◆ Work to complete:
Transcribe exactly, leaving out pictures, the lines from the one that holds "Query: pointed arch window" through the end of the data below, including both end lines and no others.

◆ Exercise material:
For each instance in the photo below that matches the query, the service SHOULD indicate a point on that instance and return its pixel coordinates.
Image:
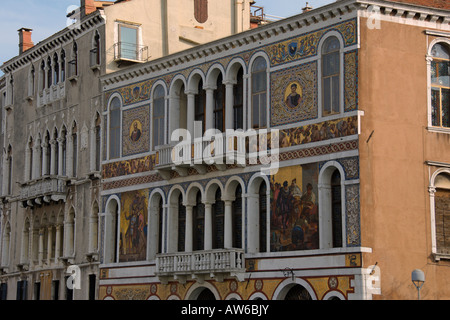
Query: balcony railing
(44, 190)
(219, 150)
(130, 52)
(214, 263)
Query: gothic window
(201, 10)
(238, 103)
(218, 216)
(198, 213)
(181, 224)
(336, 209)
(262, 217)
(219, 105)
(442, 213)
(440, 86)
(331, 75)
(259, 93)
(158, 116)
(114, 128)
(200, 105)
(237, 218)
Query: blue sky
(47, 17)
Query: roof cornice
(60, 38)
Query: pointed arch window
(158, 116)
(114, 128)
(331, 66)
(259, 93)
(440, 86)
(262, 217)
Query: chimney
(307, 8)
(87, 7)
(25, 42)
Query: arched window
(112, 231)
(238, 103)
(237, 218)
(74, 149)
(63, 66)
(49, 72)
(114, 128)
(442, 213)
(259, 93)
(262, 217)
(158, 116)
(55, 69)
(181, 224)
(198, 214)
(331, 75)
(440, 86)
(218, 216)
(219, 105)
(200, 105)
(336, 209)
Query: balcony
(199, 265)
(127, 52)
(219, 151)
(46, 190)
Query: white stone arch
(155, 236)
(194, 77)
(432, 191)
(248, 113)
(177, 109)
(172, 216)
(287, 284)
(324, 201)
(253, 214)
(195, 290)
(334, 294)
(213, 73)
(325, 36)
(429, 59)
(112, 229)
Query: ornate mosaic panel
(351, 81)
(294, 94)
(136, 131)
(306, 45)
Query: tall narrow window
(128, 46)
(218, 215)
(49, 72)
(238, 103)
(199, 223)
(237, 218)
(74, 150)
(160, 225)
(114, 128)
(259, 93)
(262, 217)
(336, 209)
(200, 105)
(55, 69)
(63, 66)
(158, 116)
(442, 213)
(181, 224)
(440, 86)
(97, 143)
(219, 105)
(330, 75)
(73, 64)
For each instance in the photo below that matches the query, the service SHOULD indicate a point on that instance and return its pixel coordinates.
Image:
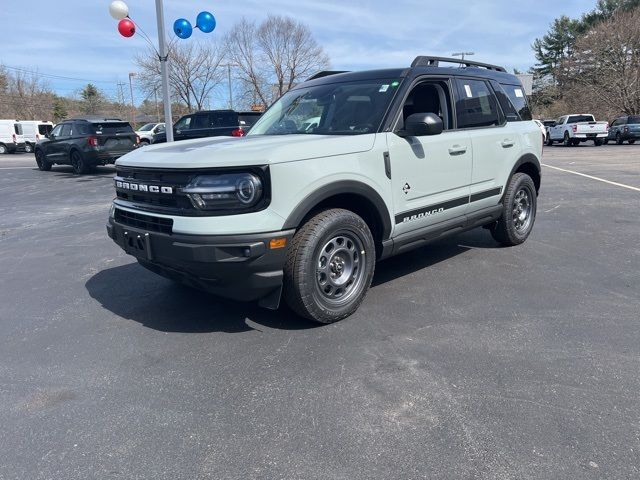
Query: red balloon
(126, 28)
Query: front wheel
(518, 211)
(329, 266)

◆ Result of this task:
Query: pointed arch window
(158, 116)
(114, 128)
(331, 66)
(259, 93)
(440, 86)
(262, 217)
Query: chimney
(307, 8)
(87, 7)
(25, 42)
Query: arched window
(112, 231)
(238, 103)
(237, 218)
(74, 149)
(63, 66)
(49, 72)
(114, 128)
(442, 213)
(259, 93)
(262, 217)
(158, 116)
(55, 69)
(181, 224)
(198, 214)
(331, 75)
(440, 86)
(218, 216)
(219, 105)
(200, 105)
(336, 209)
Query: balcony
(199, 265)
(127, 52)
(219, 151)
(46, 190)
Query: white stone arch
(155, 236)
(194, 77)
(432, 191)
(248, 113)
(177, 109)
(172, 216)
(287, 284)
(324, 201)
(253, 214)
(195, 290)
(334, 294)
(213, 73)
(325, 36)
(429, 59)
(112, 229)
Query: ornate mosaic panel
(351, 81)
(294, 94)
(136, 131)
(306, 45)
Query: tall narrow window
(128, 46)
(218, 215)
(49, 72)
(238, 103)
(199, 223)
(237, 218)
(74, 150)
(160, 225)
(114, 128)
(259, 93)
(262, 217)
(336, 209)
(200, 105)
(55, 69)
(63, 66)
(158, 116)
(442, 213)
(181, 224)
(440, 86)
(97, 143)
(219, 105)
(330, 75)
(73, 64)
For each instance in the photo below that matches the query, the service SHOULD indicate a point on that instance and return its pixel coordinates.
Image:
Query: red balloon
(126, 28)
Query: front wheel
(518, 211)
(329, 266)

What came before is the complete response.